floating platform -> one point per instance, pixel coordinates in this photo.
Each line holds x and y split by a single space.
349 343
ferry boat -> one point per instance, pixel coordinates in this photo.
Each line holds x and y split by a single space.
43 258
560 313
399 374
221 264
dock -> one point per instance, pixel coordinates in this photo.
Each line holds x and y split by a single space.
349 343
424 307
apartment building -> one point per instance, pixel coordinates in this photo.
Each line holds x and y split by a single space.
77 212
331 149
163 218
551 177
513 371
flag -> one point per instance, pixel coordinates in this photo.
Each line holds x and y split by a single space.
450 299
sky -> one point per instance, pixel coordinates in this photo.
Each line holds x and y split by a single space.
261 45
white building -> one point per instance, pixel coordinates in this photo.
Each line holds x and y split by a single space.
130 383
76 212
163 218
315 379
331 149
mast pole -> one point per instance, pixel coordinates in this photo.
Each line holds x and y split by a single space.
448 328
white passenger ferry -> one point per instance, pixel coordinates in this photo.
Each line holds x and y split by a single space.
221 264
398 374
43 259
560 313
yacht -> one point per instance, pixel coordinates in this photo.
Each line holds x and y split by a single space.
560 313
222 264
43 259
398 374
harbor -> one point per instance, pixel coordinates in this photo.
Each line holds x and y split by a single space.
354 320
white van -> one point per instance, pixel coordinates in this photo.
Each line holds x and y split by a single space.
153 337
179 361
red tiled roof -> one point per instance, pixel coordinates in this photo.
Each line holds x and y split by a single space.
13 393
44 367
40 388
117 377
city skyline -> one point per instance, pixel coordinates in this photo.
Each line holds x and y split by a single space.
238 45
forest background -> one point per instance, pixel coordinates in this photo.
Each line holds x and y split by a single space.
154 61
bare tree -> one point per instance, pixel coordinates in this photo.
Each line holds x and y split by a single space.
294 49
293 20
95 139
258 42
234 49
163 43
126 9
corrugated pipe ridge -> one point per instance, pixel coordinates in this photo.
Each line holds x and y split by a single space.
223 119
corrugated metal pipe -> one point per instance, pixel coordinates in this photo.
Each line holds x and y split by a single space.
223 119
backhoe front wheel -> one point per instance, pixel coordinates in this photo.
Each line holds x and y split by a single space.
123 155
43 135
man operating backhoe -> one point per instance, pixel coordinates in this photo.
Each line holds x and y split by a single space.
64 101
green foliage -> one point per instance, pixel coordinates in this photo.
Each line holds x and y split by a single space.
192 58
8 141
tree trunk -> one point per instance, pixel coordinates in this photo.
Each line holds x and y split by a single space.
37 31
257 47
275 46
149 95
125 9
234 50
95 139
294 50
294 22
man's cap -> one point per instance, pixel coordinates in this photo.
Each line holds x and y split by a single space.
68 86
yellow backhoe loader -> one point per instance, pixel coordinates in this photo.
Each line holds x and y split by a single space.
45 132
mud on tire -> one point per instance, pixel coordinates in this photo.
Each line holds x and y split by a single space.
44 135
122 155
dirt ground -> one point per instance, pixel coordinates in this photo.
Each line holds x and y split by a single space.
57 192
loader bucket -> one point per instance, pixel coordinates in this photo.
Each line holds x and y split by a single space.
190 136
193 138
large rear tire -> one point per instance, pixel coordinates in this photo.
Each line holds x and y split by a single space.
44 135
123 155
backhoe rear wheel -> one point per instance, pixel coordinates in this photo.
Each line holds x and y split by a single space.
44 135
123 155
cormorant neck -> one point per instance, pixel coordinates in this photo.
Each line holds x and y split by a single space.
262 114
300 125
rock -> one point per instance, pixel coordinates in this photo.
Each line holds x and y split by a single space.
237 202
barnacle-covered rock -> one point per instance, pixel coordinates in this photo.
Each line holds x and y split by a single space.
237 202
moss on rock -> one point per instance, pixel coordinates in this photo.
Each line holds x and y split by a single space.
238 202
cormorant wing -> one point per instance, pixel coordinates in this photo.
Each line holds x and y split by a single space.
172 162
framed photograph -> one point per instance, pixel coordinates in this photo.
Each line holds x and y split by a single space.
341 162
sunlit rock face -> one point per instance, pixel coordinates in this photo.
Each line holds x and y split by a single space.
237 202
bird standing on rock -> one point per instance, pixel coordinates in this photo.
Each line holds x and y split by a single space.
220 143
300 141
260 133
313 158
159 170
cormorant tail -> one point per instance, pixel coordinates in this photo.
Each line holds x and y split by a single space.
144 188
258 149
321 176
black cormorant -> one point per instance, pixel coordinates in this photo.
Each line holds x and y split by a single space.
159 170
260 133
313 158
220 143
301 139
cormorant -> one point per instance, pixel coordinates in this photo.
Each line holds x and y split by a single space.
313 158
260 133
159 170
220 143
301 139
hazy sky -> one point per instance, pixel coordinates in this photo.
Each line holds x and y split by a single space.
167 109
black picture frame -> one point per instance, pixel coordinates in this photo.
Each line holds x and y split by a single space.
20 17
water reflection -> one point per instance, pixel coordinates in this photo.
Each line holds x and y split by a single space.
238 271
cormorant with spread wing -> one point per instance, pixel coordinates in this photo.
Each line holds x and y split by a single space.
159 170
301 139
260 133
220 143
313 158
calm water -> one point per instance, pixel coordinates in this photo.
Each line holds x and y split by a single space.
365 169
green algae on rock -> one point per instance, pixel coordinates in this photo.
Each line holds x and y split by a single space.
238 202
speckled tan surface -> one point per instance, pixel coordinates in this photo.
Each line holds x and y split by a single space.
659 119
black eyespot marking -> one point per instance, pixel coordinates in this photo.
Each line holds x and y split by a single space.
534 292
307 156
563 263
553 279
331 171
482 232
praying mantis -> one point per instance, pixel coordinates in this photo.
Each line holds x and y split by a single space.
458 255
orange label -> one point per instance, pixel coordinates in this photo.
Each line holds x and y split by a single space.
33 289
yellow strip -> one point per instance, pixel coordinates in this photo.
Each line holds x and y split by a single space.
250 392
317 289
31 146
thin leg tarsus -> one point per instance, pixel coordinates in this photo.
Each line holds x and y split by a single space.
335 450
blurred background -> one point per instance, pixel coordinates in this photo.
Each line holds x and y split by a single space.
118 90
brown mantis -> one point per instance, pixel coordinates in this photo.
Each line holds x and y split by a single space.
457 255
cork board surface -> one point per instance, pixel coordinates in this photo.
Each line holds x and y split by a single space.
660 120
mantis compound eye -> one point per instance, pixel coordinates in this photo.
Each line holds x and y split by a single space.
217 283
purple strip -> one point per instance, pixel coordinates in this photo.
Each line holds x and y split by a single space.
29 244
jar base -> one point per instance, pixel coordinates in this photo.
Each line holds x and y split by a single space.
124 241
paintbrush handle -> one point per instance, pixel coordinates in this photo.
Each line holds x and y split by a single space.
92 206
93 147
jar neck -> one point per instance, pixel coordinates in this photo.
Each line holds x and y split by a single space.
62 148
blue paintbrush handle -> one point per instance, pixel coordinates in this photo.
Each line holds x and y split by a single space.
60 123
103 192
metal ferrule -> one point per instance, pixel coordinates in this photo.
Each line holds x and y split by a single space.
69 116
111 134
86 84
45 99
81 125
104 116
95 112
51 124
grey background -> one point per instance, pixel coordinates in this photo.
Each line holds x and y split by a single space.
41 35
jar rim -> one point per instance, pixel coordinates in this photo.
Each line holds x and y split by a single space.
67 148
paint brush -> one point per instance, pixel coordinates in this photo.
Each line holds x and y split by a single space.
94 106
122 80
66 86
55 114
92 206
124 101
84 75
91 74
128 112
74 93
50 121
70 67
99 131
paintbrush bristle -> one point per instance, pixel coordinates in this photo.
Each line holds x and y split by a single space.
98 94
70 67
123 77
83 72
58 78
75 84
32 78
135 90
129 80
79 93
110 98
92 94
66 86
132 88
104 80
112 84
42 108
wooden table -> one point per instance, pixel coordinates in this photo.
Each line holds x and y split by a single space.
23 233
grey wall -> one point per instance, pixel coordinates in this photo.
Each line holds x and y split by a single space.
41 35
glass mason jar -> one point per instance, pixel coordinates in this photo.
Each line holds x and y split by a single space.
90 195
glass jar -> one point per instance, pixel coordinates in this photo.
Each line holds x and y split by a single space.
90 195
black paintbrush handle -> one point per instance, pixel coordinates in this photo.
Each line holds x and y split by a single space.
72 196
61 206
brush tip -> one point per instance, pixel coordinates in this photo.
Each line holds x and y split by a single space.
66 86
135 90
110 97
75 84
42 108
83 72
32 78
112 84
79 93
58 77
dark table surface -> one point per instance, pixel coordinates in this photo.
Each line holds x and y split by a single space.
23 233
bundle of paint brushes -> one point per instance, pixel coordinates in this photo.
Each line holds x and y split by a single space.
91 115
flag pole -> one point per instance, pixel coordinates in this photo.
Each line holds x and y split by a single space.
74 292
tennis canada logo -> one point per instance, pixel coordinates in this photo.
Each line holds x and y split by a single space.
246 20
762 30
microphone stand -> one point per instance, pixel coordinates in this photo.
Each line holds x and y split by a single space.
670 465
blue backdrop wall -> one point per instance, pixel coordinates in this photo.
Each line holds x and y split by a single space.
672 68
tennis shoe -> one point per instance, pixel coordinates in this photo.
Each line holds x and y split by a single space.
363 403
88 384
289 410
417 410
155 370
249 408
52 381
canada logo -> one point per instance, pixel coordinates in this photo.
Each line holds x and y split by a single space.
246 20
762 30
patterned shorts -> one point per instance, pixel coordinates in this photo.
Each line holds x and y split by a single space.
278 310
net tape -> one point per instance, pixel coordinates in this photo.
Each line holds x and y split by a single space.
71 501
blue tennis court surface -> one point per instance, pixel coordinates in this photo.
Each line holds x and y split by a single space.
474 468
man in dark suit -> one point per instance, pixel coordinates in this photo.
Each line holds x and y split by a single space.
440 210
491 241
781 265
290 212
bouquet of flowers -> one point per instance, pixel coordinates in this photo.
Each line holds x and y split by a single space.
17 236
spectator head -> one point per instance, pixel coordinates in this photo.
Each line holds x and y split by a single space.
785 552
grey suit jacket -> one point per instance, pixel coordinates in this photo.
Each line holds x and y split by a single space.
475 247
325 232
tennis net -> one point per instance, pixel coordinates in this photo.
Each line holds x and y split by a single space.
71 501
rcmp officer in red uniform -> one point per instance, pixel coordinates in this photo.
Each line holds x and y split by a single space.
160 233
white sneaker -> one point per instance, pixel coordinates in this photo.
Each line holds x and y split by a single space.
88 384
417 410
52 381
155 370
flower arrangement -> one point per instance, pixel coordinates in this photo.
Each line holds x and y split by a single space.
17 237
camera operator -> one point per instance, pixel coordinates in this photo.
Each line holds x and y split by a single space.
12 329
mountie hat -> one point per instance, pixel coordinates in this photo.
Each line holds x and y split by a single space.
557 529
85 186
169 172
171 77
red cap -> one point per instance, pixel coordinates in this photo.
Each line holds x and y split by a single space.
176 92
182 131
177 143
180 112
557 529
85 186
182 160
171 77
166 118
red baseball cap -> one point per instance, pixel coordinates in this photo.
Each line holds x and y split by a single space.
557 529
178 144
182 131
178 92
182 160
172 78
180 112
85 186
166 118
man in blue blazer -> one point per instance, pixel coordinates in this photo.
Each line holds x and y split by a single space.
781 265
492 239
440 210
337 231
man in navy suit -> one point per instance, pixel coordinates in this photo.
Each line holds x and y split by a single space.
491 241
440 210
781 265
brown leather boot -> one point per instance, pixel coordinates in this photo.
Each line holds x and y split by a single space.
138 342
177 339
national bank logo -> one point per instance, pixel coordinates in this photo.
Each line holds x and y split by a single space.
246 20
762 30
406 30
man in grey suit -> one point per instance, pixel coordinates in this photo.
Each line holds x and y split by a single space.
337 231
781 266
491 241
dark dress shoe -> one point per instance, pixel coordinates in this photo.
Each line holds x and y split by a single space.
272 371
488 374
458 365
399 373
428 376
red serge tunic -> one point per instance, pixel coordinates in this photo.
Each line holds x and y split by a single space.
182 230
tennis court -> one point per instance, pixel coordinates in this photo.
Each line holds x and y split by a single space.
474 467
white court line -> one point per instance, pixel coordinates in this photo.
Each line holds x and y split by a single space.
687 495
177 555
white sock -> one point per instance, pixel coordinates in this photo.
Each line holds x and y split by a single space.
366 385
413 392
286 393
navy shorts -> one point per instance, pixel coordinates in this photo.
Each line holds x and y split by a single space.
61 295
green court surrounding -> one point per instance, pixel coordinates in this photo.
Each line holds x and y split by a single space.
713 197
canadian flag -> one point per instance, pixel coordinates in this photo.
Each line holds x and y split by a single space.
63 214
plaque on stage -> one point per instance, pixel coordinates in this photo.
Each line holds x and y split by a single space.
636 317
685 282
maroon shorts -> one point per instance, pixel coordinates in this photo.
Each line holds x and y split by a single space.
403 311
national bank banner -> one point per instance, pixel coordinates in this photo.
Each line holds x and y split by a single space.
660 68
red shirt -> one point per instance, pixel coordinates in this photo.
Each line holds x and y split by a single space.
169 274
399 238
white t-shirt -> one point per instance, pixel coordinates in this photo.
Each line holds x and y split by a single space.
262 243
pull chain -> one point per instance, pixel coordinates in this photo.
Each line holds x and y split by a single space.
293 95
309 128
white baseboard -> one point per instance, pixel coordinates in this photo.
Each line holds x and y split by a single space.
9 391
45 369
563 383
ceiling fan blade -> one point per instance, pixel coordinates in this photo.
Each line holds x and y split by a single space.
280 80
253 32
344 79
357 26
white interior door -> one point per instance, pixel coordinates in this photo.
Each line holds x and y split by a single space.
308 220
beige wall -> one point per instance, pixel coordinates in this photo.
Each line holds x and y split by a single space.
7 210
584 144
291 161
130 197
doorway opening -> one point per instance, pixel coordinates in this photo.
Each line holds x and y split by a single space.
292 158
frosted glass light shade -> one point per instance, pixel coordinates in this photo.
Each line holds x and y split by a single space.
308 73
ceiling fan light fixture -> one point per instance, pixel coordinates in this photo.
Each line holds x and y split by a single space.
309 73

Problem to solve: Repeat exactly the lines starting at the line with "maroon shorts ->" and ending with the final line of the entries. Include nothing else.

Solved exercise:
maroon shorts -> one point per instance, pixel coordinates in this photo.
Each line holds x and y split by a single space.
403 311
national bank banner -> one point per instance, pixel coordinates in this photo.
Each line holds x and y split by a single space.
660 68
red shirt -> one point per instance, pixel coordinates in this photo.
Each line holds x and y split by a single space.
169 274
399 238
white t-shirt -> one point per instance, pixel coordinates in this photo.
Each line holds x and y split by a single space.
262 243
pull chain -> one point per instance, pixel coordinates in this photo.
Each line holds x and y split by a single space.
293 95
309 128
white baseboard -> one point per instance, pixel coordinates in this photo.
Each line holds x and y split by a single space.
9 391
45 369
563 383
ceiling fan blade -> one point per instance, pixel coordinates in this photo.
Each line holds x and y split by a single space.
280 80
253 32
344 79
357 26
white interior door -> one point per instance, pixel coordinates in this photo.
Each line holds x and y split by a single space.
308 220
beige wall -> one point per instance, pixel coordinates in this photo.
Each line holds x and y split by a single space.
7 210
584 144
291 161
130 197
doorway opening -> one point per instance, pixel coordinates in this photo.
Each line holds x and y split by a single space.
292 158
frosted glass light shade -> one point per instance, pixel coordinates in this photo.
Each line holds x and y split by a single space.
308 73
ceiling fan light fixture -> one point per instance, pixel coordinates in this photo.
Each line holds x and y split by a single space.
309 73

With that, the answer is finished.